-- YOUR TASKS --
**1)** Answer these from the post on EHRs and sheet music:
(a) About how many attendees does it give for the Sibos conference?
(b) Where and in what year was the Choral Mass in C first performed?
(c) Which magazine carried the article version of the earlier blog?
**2)** Please explain, using the post on EHRs and sheet music, why the listener (patient) needs to tag the notes in the sheet music (EHR).
━━ PAGE TEXT ━━
Consortium for Local Ownership and Use of Data, Inc.

A View from the CLOUD (HIMSS12): EHRs and Sheet Music

A couple of Sundays ago, I was sitting at church. Every so often, our choir at All Saint's Episcopal Church in Austin, Texas goes "all out," and this was one of those Sundays. It had been ten years since our choir had performed the Choral Mass in C from Mozart.  It was worth the wait!

As I sat in my pew, I was mesmerized by all of the instruments from the voices of the altos to the tenors, as well as the violins, cellos, french horns and other assembled pieces of a small orchestra. We're not a big church, so we had to tuck our performing guests in to the nooks and crannies. The impact of this assemblage on our worship was magnificent. It also got me to thinking...

The last time I was lifted up by music was in Amsterdam, where I had just spoken at the Sibos conference. Sibos is a global financial conference hosted by SWIFT. At almost 10,000 attendees, it seemed big but pales by comparison to the upcoming HIMSS conference in Las Vegas. At almost 40,000 attendees, I am impressed by the complexity and scale of the effort of this health conference and am in eager anticipation on my flight. I was equally impressed by the opera at the Concert Begouw in Amsterdam in October 2010, where I wrote this piece about the instruments of finance, a blog later turned into an article for SWIFT's quarterly magazine, Dialogue

As you can tell, I like music.  So, you may be asking... what does music have to do with healthcare? To answer that question, we have to start with the sheet music from which the musicians in Amsterdam and All Saint's Episcopal Church worked.  In the case of the choral mass in C from Mozart, this piece was written and first performed in Salzburg in 1779. As I was listening to it bounce from the ceilings of our sanctuary, I couldn't help but think, "how many times and in how many places has this piece been played?" since 1779, and for that matter, "how many different places around the world was this same piece being played at the same moment?"  

Of course, the challenge with this question is the same one facing our social media and our data in healthcare and beyond. We can't connect them, because in the case of our orchestra, the notes to be played are trapped in a 2-dimensional space known as sheet music. However, what if this sheet music was capable of being multiple-dimensional? What would happen if the notes to be played were connected across space and time? Suddenly, the celloist (like my son) could be fused together with every celloist playing this same piece around the world. But for the problem of the space-time fabric, he could also be connected to the celloist playing the choral mass for the first time in Salzburg in 1779.

And, isn't this same the same problem with our EHRs? As I have written previously, our approach to EHRs and PHRs is also trapped in the limited dimensions of the sheet music of healthcare.  The evolving HIE landscape faces a similar musical challenge. The HIE is trapped in a physical geography of healthcare, much like an orchestra playing this same sheet music in a pit.  We've assumed that the only players that can play music together are the ones that are in the same physical space, but with the Internet, that isn't true. Many musicians have experimented with cyber orchestras, and I believe it is time for us to evolve the HIE and ACO in the same way. 

Just because a specific set of musicians (healthcare providers) have come together in the same orchestra does not mean that they are the only combination of players that can perform the music of health. I, as the listener (patient), should be able to dynamically bring together my own personal orchestra. However, the notes in my sheet music (EHR) are two-dimensional. I need to be able to tag these notes, so that I know who else can play them. I need to break down the physical geography of the orchestra, so that the pit in my concert hall can span the world, not just my narrow region, state or other HIE container. 

The Internet gives us the opportunity to reframe our sheet music. However, it is us, not the Internet, that is constraining the multi-dimensional capacity of this connective fabric. Our current web pages and digital EHRs are in many ways simply digital versions of our 2-dimensional sheet music. CLOUD envisions a multi-dimensional Internet that allows us to rebuild our healthcare orchestra, so that the uplifting power of the Choral Mass in C (or any music) can bring its healing power not only to the ears of its listeners but to every organ that makes us human and whole.
━━━
━━ DATA UNDER STUDY ━━
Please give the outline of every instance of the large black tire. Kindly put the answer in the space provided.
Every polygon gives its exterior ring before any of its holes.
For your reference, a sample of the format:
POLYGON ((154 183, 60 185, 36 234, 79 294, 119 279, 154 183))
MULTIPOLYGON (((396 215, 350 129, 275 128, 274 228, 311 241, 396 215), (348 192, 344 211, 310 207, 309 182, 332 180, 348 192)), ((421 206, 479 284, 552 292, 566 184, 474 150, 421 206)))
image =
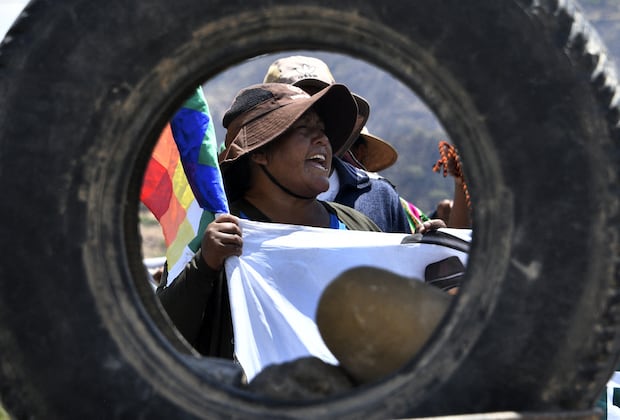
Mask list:
POLYGON ((15 418, 589 409, 618 360, 617 86, 571 1, 34 1, 0 50, 0 399, 15 418), (559 5, 558 5, 559 4, 559 5), (191 355, 141 266, 138 191, 199 82, 284 49, 393 73, 467 165, 466 286, 395 377, 305 405, 191 355))

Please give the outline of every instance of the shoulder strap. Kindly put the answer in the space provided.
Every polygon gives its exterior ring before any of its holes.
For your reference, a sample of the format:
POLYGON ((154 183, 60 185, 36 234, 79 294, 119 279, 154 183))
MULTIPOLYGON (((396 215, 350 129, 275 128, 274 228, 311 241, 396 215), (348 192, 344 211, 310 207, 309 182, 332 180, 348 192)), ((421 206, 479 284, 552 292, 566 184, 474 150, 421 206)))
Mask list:
POLYGON ((320 201, 330 213, 336 214, 336 217, 344 223, 350 230, 367 230, 371 232, 381 232, 381 229, 365 214, 332 201, 320 201))

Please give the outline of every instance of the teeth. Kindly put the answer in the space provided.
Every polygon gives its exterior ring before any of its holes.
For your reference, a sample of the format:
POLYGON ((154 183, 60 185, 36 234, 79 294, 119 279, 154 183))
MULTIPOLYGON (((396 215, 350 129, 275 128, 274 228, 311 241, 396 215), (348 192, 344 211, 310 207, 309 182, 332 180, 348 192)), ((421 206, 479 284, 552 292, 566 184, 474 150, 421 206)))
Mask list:
POLYGON ((310 156, 310 159, 312 159, 312 160, 316 159, 316 160, 320 160, 320 161, 324 162, 325 161, 325 156, 317 154, 317 155, 310 156))

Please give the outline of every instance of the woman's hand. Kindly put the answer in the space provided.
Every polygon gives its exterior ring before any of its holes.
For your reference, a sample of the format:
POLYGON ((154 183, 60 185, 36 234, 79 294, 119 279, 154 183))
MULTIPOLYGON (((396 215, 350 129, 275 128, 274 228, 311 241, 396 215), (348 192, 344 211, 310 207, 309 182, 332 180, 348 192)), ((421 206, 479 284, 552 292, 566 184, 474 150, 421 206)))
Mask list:
POLYGON ((213 270, 219 270, 224 260, 232 255, 241 255, 243 238, 239 218, 222 214, 209 223, 202 237, 201 255, 213 270))

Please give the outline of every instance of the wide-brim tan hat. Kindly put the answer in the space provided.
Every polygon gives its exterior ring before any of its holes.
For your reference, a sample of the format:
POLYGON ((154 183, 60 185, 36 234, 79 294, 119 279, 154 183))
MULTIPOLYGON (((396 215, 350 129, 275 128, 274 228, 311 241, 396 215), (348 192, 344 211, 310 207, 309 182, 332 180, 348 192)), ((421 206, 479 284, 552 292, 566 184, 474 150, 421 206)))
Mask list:
POLYGON ((366 141, 366 147, 368 148, 364 161, 360 161, 366 170, 379 172, 396 163, 398 152, 390 143, 374 134, 370 134, 366 127, 362 128, 360 137, 366 141))
MULTIPOLYGON (((315 57, 293 55, 279 58, 269 66, 263 83, 288 83, 306 90, 311 95, 336 83, 327 64, 315 57)), ((342 156, 357 140, 362 127, 370 116, 370 104, 363 97, 351 93, 358 109, 358 117, 351 137, 340 149, 334 149, 334 156, 342 156)))
POLYGON ((325 124, 332 150, 340 150, 357 121, 357 104, 346 86, 333 84, 315 95, 284 83, 242 89, 226 111, 225 148, 219 154, 222 172, 241 156, 284 134, 306 111, 314 109, 325 124))

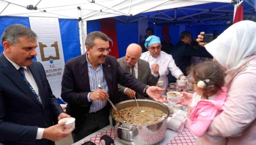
━━━
-- RESPONSES IN ORDER --
**1)**
(a) Almost 10,000.
(b) Salzburg, in 1779.
(c) Dialogue, SWIFT's quarterly magazine.

**2)** The listener should be able to bring together a personal orchestra dynamically, but the notes in the EHR are two-dimensional. Tagging them lets the listener know who else can play them.